▶ [TEXTO APRESENTADO]:
* * *
No entanto, é necessária alguma atenção por parte da produtora, porque apesar da existência de tantas opções de personalização, existe um excessivo inclinar para o uso de builds puramente dedicadas a DPS. É algo que será preciso balancear no futuro.

Em termos de combate e de jogabilidade, The Division é um cover shooter sólido, que favorece quem usa bem os cenários para tirar vantagem sobre os inimigos. Em missões mais avançadas, nota-se que a IA é um pouco mais esperta, e tenta usar alguma tactica. Mas isto nunca é devidamente explorado, e as fações acabam por ser muito semelhantes em termos de estilo de combate. A pior infracção está associada aos bosses. Aliás, nem sei se devem ser chamados “bosses”, porque estes inimigos com nome nada têm de diferente do resto dos inimigos e são completamente genéricos e esquecíveis.

A própria estrutura das missões de história não beneficiam as facções nem os bosses, porque na sua grande maioria, são repetitivas e envolvem ir a um ponto, matar vagas de inimigos, avançar para a próxima área, e repetir o processo até chegar ao boss. Numa ou outra missão existe um objectivo com tempo, mas geralmente não foge muito a isto. Aquilo que ajuda a disfarçar esta estrutura repetitiva é uma boa variação de cenários e ambientes, cada um com um bom nível de atenção ao detalhe.

Algo bastante falado ao longo da produção, tendo inclusive sido mostrado logo no primeiro trailer, foi a Dark Zone, uma zona que mistura PVE com PVP. A Dark Zone sempre foi descrita como sendo um sítio extremamente perigoso, onde era necessário ter atenção aos inimigos, sejam eles IA ou jogadores que sucumbiram ao desejo de roubar o loot a outros jogadores. Mas aquilo presente no jogo final, não corresponde bem a essa descrição.

A Dark Zone tem um nível separado do nivel PVE, mas que funciona de forma semelhante. A única diferença tem a ver com o que desbloqueiam. Ao atingir nível 30, passa a ser possível comprar equipamento lendário nos vendedores na Dark Zone, e ao atingir nível 50, ganha-se a habilidade de comprar equipamento high end, seja com DZ funds ou com Phoenix Credits, a moeda mais rara do jogo. Até aqui, tudo funciona correctamente, mas o resto está pura e simplesmente mal balanceado.

Por alturas em que alguém chegue a nível 30 da Dark Zone, já o equipamento vendido está desactualizado. Até os chests que requerem nível 30 para serem abertos, dão equipamento raro e não lendário. E depois há o processo de evoluir de 30 para nível 50, que não só é demorado de forma desproporcional, como envolve o risco de se perder horas de progresso. Uma morte, mesmo que contra um simples inimigo IA, pode significar mais de metade de um nível perdido.
* * *
(Entradas de marcação e rotulagem)
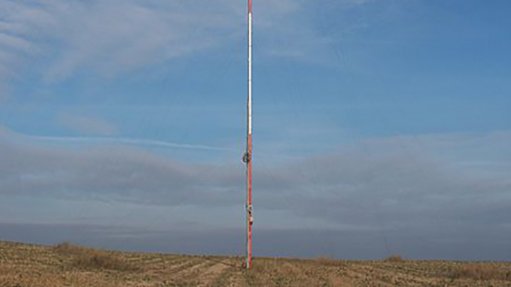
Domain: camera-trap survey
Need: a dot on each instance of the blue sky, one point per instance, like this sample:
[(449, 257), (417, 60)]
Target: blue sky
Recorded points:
[(385, 121)]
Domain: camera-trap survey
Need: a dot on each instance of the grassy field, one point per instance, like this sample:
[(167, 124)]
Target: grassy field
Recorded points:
[(69, 265)]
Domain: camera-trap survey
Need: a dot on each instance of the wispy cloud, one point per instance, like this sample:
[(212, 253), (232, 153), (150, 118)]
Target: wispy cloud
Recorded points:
[(87, 125), (404, 181), (112, 37)]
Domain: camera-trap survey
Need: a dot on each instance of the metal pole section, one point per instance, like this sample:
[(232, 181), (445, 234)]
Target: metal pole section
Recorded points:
[(248, 154)]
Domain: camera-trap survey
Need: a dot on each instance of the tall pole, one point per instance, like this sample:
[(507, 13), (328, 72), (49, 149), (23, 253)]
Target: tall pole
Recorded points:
[(248, 153)]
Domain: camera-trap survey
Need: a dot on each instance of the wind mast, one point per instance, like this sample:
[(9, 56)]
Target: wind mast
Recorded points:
[(247, 158)]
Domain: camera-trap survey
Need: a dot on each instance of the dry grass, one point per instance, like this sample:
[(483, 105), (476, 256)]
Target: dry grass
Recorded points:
[(66, 264), (481, 271), (394, 258), (93, 259)]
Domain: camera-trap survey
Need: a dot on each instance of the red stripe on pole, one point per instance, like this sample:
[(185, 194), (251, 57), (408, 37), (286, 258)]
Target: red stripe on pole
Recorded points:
[(249, 202)]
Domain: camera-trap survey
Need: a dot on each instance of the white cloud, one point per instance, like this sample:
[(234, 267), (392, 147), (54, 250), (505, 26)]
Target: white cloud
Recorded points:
[(87, 125), (112, 36), (407, 182)]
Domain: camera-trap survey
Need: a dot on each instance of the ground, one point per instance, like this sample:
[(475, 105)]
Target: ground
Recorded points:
[(23, 265)]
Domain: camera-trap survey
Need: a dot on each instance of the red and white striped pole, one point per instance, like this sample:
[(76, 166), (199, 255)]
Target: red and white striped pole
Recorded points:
[(248, 154)]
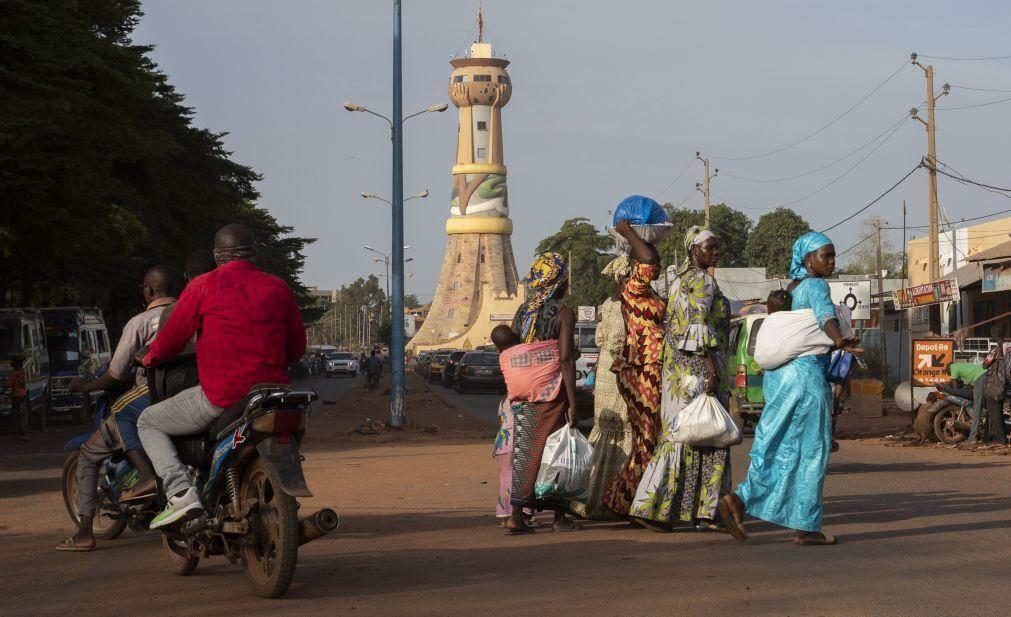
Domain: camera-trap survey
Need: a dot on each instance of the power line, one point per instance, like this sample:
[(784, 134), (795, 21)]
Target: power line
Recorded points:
[(847, 172), (876, 199), (987, 104), (678, 177), (966, 59), (904, 117), (833, 121)]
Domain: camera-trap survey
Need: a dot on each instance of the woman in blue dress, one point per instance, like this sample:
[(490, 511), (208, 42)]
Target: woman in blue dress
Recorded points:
[(794, 435)]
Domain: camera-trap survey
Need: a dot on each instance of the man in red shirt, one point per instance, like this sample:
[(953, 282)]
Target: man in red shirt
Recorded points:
[(249, 329)]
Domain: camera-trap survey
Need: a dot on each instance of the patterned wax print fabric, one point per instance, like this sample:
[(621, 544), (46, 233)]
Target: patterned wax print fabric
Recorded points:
[(545, 277), (794, 435), (682, 483), (611, 436), (638, 369)]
* * *
▶ [TAREFAS]:
A: Segundo o texto apresentado, qual é a moeda mais rara do jogo?
B: Copie os registos a partir do seu início e pare depois da linha que contém "[(66, 264), (481, 271), (394, 258), (93, 259)]", incluindo ambas as extremidades. Deixe as imagens de fora da resposta, por favor.

▶ [RESULTADOS]:
A: Os Phoenix Credits.

B:
Domain: camera-trap survey
Need: a dot on each instance of the blue sky, one point per instance, like this sample:
[(449, 257), (417, 60)]
Target: blue sky
Recorded points:
[(385, 121)]
Domain: camera-trap survey
Need: a dot on each instance of the grassy field, one point per instance, like this sample:
[(167, 124)]
Target: grassy field
Recorded points:
[(69, 265)]
Domain: camera-trap survey
Need: a dot on each instance of the wispy cloud, one point per instance, like this sample:
[(212, 253), (232, 153), (150, 118)]
Target: wispy cloud
Recorded points:
[(87, 125), (404, 181), (112, 37)]
Domain: camera-trap survey
Need: a dot on each instance of the metal pole section, one point per instance, like this sample:
[(232, 181), (445, 234)]
Target: metal pole section
Recorded points:
[(248, 154)]
Domain: camera-trap survey
Need: a dot on each instance of the tall pole, one point per instance, like this sample:
[(507, 13), (328, 72), (49, 149), (23, 253)]
Target: tall pole
Recorded points:
[(248, 153)]
Domain: camera-trap survey
Need: a dot on each instance of the wind mast, one point per instance, like this sample:
[(9, 56)]
Target: wind mast
Recorded points:
[(247, 158)]
Domain: camera-trap survey
Need: a dot on each instance of the dry grass, one point per instance, like this sample:
[(483, 105), (476, 256)]
Target: dry grass
Recorded points:
[(66, 264), (481, 271), (394, 258), (93, 259)]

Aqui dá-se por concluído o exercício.